[START OF Data for this task]
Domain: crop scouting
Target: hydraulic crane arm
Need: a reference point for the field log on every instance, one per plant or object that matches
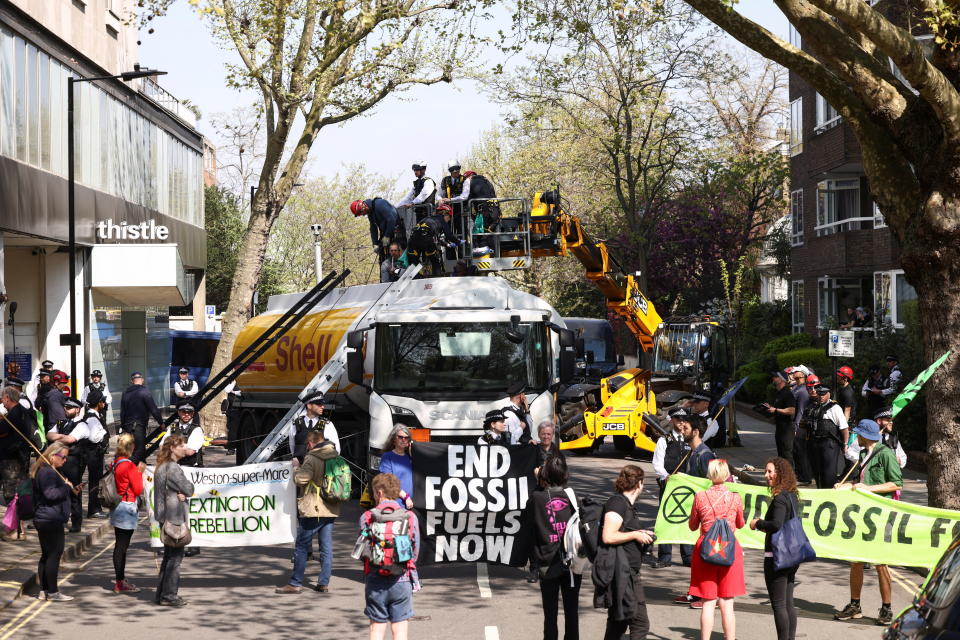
(620, 289)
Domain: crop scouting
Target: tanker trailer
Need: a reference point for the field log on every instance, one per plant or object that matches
(436, 359)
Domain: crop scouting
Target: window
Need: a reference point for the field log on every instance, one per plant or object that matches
(796, 305)
(827, 116)
(838, 207)
(826, 303)
(878, 221)
(796, 217)
(893, 294)
(794, 37)
(796, 127)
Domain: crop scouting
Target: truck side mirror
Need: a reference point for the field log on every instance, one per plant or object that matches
(568, 365)
(580, 346)
(355, 357)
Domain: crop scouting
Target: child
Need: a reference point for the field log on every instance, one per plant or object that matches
(391, 544)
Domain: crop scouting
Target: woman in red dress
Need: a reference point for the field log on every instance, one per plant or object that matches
(714, 582)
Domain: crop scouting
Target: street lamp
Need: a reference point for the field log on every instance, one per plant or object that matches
(317, 256)
(73, 339)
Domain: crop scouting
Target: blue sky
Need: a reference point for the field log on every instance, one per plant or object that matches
(436, 123)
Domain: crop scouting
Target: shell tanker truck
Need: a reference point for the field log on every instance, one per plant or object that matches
(436, 358)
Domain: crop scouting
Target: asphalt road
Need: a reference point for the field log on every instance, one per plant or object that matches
(230, 594)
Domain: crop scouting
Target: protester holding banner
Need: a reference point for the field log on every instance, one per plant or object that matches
(315, 514)
(621, 534)
(124, 517)
(171, 490)
(879, 473)
(713, 582)
(550, 509)
(392, 545)
(51, 496)
(398, 462)
(780, 583)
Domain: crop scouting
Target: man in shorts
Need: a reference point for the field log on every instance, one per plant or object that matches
(389, 598)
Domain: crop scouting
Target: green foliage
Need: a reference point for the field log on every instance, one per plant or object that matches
(789, 342)
(814, 358)
(225, 226)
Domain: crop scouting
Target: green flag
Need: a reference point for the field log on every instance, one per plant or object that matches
(910, 392)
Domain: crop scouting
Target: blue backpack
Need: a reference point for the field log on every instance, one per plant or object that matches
(719, 545)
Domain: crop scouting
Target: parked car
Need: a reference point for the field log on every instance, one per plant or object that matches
(935, 612)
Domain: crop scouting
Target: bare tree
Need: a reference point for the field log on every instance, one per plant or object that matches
(909, 138)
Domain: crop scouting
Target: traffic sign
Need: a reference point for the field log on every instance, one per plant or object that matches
(840, 344)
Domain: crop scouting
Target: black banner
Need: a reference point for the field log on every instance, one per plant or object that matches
(470, 501)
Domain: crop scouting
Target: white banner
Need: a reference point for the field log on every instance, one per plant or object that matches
(250, 505)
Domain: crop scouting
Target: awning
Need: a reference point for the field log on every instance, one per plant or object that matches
(140, 274)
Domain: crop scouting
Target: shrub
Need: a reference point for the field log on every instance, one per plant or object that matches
(814, 357)
(787, 343)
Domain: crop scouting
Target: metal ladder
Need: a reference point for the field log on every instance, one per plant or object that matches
(329, 373)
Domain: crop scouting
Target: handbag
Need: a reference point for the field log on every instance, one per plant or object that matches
(175, 535)
(719, 545)
(790, 544)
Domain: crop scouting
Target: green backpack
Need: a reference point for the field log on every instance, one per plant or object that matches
(336, 485)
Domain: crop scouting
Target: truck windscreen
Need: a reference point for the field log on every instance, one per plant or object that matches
(455, 357)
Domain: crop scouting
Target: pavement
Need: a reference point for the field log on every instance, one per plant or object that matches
(230, 590)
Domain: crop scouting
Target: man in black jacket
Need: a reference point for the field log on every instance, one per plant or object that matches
(136, 407)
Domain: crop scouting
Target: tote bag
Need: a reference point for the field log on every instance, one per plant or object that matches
(790, 545)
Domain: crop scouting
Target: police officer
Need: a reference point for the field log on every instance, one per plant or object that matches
(136, 407)
(495, 429)
(517, 414)
(97, 384)
(670, 456)
(424, 189)
(184, 389)
(700, 406)
(82, 437)
(93, 458)
(828, 431)
(311, 420)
[END OF Data for this task]
Copy every line above word for word and exclude the pictures.

Domain: crop scouting
Target: hydraulic crane arm
Need: a reference point for the field log on every instance, one per plant or object that matches
(620, 289)
Domain: crop scouting
Target: tanker trailer
Need: a reference point for the field log on every instance, one per plant or object that matches
(436, 359)
Domain: crop scouting
Target: window
Need: a reference point for the field log on every instance, one per plant or object that matches
(796, 305)
(827, 116)
(838, 207)
(826, 303)
(878, 221)
(796, 217)
(893, 294)
(794, 37)
(796, 127)
Domain: crop scouting
Target: truck side mirror
Need: a reference point for the field log on every instance, one per plant or object that matches
(568, 365)
(580, 346)
(355, 357)
Domain: crop scouting
Target: child
Need: a reference point for the field log on every instance, one per plant or object that matches
(391, 544)
Domain: crop scouting
Target: woman in red dress
Need: a reference point for the field log on every instance, one per plant or object that matches
(714, 582)
Domain: crop scouting
Target: street lamp
Need: a reference point for the field log on every instance, one per plant or object that matches
(317, 256)
(73, 339)
Domain: crop scouting
Target: blue sky
Need: a reference point for the field log on every instance, one per plant or object that matches
(436, 123)
Domain: crop scouting
Target: shell tanker truck
Need: a reference point for the field log on every instance, one per plant or object that matches
(436, 358)
Domain: crop scouting
Target: asphalt road
Need: a reference point for the field log on every instance, one per plant or object that matches
(230, 594)
Domain: crop scouting
Target: protester holding banner
Need: a reference point for the field log on every instance, one per plant or object that matches
(315, 514)
(621, 534)
(124, 517)
(171, 490)
(879, 473)
(713, 582)
(550, 509)
(392, 545)
(51, 496)
(398, 462)
(780, 583)
Domain: crop scouting
Target: man in shorts
Need: a reference point for the field log on every instance, one per plant or object that matches
(389, 598)
Domain: crop scouting
Target: green foliage
Need: a reference point for the field log on every instance, one per plant or object that matches
(789, 342)
(814, 358)
(225, 226)
Domain: crop scouting
Target: green flag
Need: a reference point for the field log on every instance, one per plant or object that matches
(910, 392)
Domain: crop scouting
Target: blue backpack
Need: a reference point for the field log on every instance, one per plant or object that matches
(719, 545)
Domain: crop scouting
Target: parked car
Need: a reference point for the field log on every instance, one per plant or object that matches
(935, 612)
Domain: crop scouting
Target: bare tree
Need: a reference point for the field log on every instance, one per plant or object that matches
(909, 138)
Domain: crop scouting
Target: traffic sign
Need: a reference point for the field log on every instance, one per plant or object that matches
(840, 344)
Domain: crop scouting
Target: black banner
Need: a reference point for the field log on every instance, one per plant or object that matches
(470, 501)
Domain: crop scouting
Target: white banner
Need: a reference point for the field log on every instance, one per plant or object that matches
(250, 505)
Domain: crop scouting
Target: awning
Need: a reference point for the field log on every instance, one per plant or object that matches
(140, 274)
Domain: crop scouting
Target: shrub
Need: a reference point for the field log on every instance, one per plant or object that matches
(814, 357)
(787, 343)
Domain: crop scouting
Target: metal ladder
Need: a reference point for the field log on every instance, one per plant or object that matches
(329, 373)
Domain: crop scouting
Target: handbag
Need: a reference point for the field log on every instance, one per plant or object that matches
(175, 535)
(719, 545)
(790, 544)
Domain: crop scouting
Target: green backpack
Need: a reference point for the field log on every instance, one per plant or object that matches
(336, 485)
Domain: crop scouting
Target: truck windscreen
Need: a reference point for the field log on every instance, one per plant or object that matches
(455, 357)
Domain: crop scouting
Target: pavement
Need: a reference point for the field log on every instance, one per plant or object that matches
(230, 590)
Domain: crop scouting
Target: man in black jacket
Need: a reference point for the field log on every instance, one per plant or object that matches
(136, 407)
Domain: crop scouting
Target: tote bag
Need: a reference point for the field log on every instance, one per plant or object that matches
(790, 545)
Domain: crop scouting
Target: police officer
Need: a reference point for the field log on every instance, one per plant or object that matches
(136, 407)
(495, 429)
(517, 414)
(97, 384)
(670, 456)
(424, 189)
(184, 389)
(700, 406)
(82, 437)
(93, 458)
(828, 431)
(311, 420)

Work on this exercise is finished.